Task instructions =
Please quote the material exactly, every line of it.

Given entries =
▬▬▬▬▬▬▬▬▬▬

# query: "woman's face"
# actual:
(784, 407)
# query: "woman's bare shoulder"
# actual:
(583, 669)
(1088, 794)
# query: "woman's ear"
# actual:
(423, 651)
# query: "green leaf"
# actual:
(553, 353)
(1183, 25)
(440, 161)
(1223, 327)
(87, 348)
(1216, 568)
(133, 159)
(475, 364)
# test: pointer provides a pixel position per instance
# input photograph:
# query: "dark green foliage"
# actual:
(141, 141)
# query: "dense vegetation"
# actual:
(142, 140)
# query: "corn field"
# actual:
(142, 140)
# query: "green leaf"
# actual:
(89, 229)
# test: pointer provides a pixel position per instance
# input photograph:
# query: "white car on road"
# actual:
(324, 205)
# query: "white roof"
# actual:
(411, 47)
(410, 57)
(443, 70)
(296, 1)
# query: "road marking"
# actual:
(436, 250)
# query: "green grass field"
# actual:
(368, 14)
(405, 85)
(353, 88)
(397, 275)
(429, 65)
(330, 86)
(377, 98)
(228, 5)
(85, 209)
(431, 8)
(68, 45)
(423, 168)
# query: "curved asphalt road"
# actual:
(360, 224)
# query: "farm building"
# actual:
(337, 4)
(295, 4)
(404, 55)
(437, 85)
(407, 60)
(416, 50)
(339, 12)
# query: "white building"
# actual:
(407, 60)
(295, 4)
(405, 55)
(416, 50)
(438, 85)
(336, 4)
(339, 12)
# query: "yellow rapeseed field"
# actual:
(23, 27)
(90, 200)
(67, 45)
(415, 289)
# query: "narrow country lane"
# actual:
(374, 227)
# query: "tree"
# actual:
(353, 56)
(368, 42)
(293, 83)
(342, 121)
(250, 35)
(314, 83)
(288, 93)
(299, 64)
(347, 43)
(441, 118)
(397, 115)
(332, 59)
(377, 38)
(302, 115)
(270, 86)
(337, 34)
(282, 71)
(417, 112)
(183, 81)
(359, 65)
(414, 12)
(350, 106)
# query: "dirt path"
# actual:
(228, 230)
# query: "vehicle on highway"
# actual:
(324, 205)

▬▬▬▬▬▬▬▬▬▬

Answer to this exercise =
# query: "woman's face"
# actual:
(784, 407)
# query: "woman's bare shoulder"
# actual:
(583, 669)
(1088, 794)
# query: "woman's ear"
# actual:
(423, 651)
# query: "green leaf"
# actual:
(553, 353)
(1183, 25)
(440, 161)
(1223, 327)
(87, 348)
(1216, 568)
(133, 159)
(475, 364)
# test: pointer provides a pixel position per instance
# input photograph:
# query: "dark green foliage"
# actual:
(141, 141)
# query: "dense vegetation"
# actual:
(142, 140)
# query: "corn field"
# actual:
(142, 140)
# query: "green leaf"
# actual:
(89, 229)
# test: pointer provides a pixel position per instance
# input photograph:
# query: "white car on road"
# actual:
(324, 205)
# query: "white roof"
# actual:
(411, 47)
(410, 57)
(443, 70)
(296, 1)
# query: "road marking"
# actual:
(436, 250)
# query: "green grass field"
# actual:
(368, 14)
(405, 85)
(353, 88)
(397, 275)
(429, 65)
(330, 86)
(377, 98)
(228, 5)
(85, 209)
(431, 8)
(68, 45)
(423, 168)
# query: "curved asphalt road"
# actual:
(360, 224)
# query: "farm building"
# actual:
(337, 4)
(295, 4)
(404, 55)
(437, 85)
(407, 60)
(416, 50)
(339, 12)
# query: "white building"
# actual:
(407, 60)
(295, 4)
(405, 55)
(416, 50)
(438, 85)
(336, 4)
(339, 12)
# query: "yellow rapeseed field"
# actual:
(23, 27)
(90, 200)
(67, 45)
(415, 289)
# query: "narrow country lane"
# actual:
(374, 227)
# query: "tree"
# actual:
(353, 56)
(368, 42)
(293, 83)
(342, 121)
(250, 35)
(314, 83)
(288, 93)
(299, 64)
(347, 43)
(441, 118)
(397, 115)
(332, 59)
(377, 38)
(302, 115)
(270, 86)
(337, 34)
(282, 71)
(417, 112)
(183, 81)
(359, 65)
(414, 12)
(350, 106)
# query: "dirt path"
# actual:
(228, 230)
# query: "vehicle on highway"
# actual:
(324, 205)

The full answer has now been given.